PROBLEM DETAILS
Rewrite the lines from the one containing "Quick presence check — is there any antenna" through the end of the records, inclusive, as a numbered list with blank lines omitted.

DATA ROWS

START

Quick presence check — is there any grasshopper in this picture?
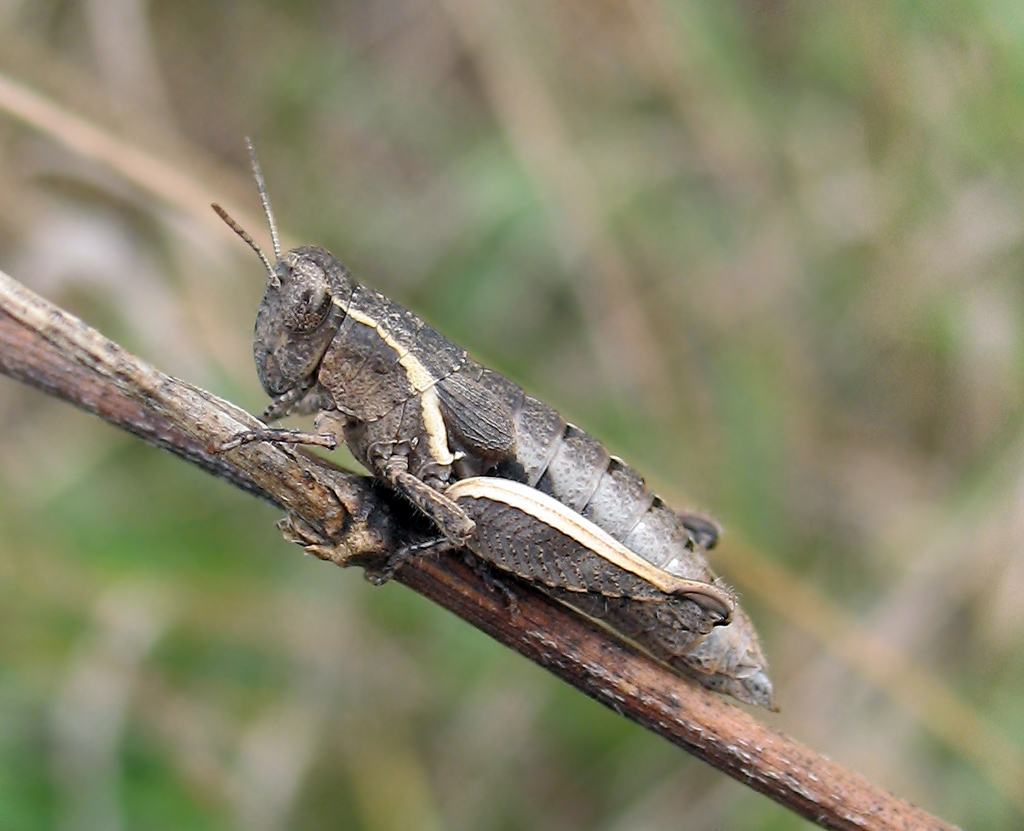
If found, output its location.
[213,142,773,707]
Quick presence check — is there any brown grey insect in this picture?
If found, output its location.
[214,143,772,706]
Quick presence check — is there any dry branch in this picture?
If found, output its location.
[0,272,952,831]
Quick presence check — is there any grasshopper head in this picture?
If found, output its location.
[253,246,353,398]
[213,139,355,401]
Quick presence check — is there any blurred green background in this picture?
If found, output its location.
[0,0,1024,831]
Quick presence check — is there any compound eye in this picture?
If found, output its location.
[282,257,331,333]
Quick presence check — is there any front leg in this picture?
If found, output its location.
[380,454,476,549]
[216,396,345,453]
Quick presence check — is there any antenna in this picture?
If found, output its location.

END

SOLUTION TO THE PROBLEM
1. Quick presence check — is there any antenna in this picture?
2. If found, output its location.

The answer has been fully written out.